● **EXERCISE AIM**: Print the records exactly. Every mark must remain.

(EXERCISE DATA Opens)

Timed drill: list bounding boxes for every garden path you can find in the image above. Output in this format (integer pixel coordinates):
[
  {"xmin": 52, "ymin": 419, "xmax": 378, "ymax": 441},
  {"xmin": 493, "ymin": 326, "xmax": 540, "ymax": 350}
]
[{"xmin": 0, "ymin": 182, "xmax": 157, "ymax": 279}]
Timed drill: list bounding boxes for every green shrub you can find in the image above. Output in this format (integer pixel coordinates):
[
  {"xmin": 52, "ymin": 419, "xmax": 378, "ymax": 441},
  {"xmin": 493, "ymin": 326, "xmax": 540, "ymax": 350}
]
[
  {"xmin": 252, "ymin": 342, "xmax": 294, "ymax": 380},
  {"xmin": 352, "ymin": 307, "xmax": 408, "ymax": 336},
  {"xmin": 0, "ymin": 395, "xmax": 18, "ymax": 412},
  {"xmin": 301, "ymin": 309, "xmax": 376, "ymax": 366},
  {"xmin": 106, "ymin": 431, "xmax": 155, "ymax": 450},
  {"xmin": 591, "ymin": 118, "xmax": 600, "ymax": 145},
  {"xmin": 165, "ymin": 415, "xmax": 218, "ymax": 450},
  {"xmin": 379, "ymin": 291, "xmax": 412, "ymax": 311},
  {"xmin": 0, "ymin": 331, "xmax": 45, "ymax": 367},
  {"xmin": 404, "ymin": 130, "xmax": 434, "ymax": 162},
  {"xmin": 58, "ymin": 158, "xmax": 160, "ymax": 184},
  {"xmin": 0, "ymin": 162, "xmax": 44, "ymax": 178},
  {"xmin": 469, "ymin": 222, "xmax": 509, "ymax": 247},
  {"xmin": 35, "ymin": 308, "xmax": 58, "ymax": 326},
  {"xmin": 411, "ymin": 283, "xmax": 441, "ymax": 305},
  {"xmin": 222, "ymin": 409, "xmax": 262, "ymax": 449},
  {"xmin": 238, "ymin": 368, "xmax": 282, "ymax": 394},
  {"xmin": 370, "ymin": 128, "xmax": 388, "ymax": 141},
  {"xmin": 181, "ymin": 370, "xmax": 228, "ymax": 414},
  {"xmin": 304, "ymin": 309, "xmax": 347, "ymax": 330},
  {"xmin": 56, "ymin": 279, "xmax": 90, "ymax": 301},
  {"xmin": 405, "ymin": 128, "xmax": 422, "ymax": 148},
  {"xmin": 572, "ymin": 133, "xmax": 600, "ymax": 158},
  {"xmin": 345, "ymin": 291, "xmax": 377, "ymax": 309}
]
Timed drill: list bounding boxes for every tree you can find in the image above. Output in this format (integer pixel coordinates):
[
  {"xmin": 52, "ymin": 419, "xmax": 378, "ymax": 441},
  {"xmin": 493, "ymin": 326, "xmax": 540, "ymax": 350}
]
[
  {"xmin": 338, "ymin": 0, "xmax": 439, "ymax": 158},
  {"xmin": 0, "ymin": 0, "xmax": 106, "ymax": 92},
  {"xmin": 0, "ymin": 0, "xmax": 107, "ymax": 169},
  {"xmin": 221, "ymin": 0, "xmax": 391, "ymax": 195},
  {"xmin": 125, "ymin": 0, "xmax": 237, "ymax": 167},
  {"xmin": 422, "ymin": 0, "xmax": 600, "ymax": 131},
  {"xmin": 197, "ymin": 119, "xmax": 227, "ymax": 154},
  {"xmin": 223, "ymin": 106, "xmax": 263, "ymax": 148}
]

(EXERCISE DATA Closes)

● **SOLUTION**:
Timed drill: list bounding boxes for every garden path you can find in the image above. Output in this format (integer pixel coordinates):
[
  {"xmin": 52, "ymin": 419, "xmax": 378, "ymax": 441},
  {"xmin": 493, "ymin": 326, "xmax": 540, "ymax": 350}
]
[{"xmin": 0, "ymin": 182, "xmax": 157, "ymax": 279}]
Timed drill: list bounding boxes for every green shrub you can find in the image above. Output in this format (integer pixel coordinates):
[
  {"xmin": 52, "ymin": 419, "xmax": 378, "ymax": 441},
  {"xmin": 493, "ymin": 326, "xmax": 540, "ymax": 350}
]
[
  {"xmin": 252, "ymin": 342, "xmax": 294, "ymax": 380},
  {"xmin": 352, "ymin": 307, "xmax": 408, "ymax": 336},
  {"xmin": 0, "ymin": 395, "xmax": 18, "ymax": 412},
  {"xmin": 301, "ymin": 309, "xmax": 376, "ymax": 366},
  {"xmin": 106, "ymin": 431, "xmax": 155, "ymax": 450},
  {"xmin": 591, "ymin": 118, "xmax": 600, "ymax": 145},
  {"xmin": 165, "ymin": 415, "xmax": 218, "ymax": 450},
  {"xmin": 379, "ymin": 291, "xmax": 412, "ymax": 311},
  {"xmin": 0, "ymin": 331, "xmax": 45, "ymax": 367},
  {"xmin": 404, "ymin": 130, "xmax": 434, "ymax": 162},
  {"xmin": 58, "ymin": 158, "xmax": 160, "ymax": 184},
  {"xmin": 0, "ymin": 162, "xmax": 44, "ymax": 178},
  {"xmin": 469, "ymin": 222, "xmax": 509, "ymax": 247},
  {"xmin": 35, "ymin": 308, "xmax": 58, "ymax": 326},
  {"xmin": 411, "ymin": 283, "xmax": 441, "ymax": 305},
  {"xmin": 222, "ymin": 409, "xmax": 262, "ymax": 449},
  {"xmin": 238, "ymin": 368, "xmax": 282, "ymax": 394},
  {"xmin": 370, "ymin": 128, "xmax": 388, "ymax": 141},
  {"xmin": 181, "ymin": 370, "xmax": 228, "ymax": 414},
  {"xmin": 304, "ymin": 309, "xmax": 347, "ymax": 330},
  {"xmin": 56, "ymin": 279, "xmax": 90, "ymax": 301},
  {"xmin": 405, "ymin": 128, "xmax": 422, "ymax": 148},
  {"xmin": 572, "ymin": 133, "xmax": 600, "ymax": 158},
  {"xmin": 345, "ymin": 291, "xmax": 377, "ymax": 309}
]
Timed drill: list bounding boxes for every tree you can find in the image above. Output in this format (integer pixel coordinates):
[
  {"xmin": 52, "ymin": 419, "xmax": 378, "ymax": 441},
  {"xmin": 493, "ymin": 326, "xmax": 540, "ymax": 350}
]
[
  {"xmin": 338, "ymin": 0, "xmax": 439, "ymax": 158},
  {"xmin": 0, "ymin": 0, "xmax": 106, "ymax": 92},
  {"xmin": 0, "ymin": 0, "xmax": 107, "ymax": 169},
  {"xmin": 221, "ymin": 0, "xmax": 391, "ymax": 195},
  {"xmin": 125, "ymin": 0, "xmax": 237, "ymax": 167},
  {"xmin": 422, "ymin": 0, "xmax": 600, "ymax": 131},
  {"xmin": 197, "ymin": 119, "xmax": 227, "ymax": 154},
  {"xmin": 223, "ymin": 106, "xmax": 263, "ymax": 148}
]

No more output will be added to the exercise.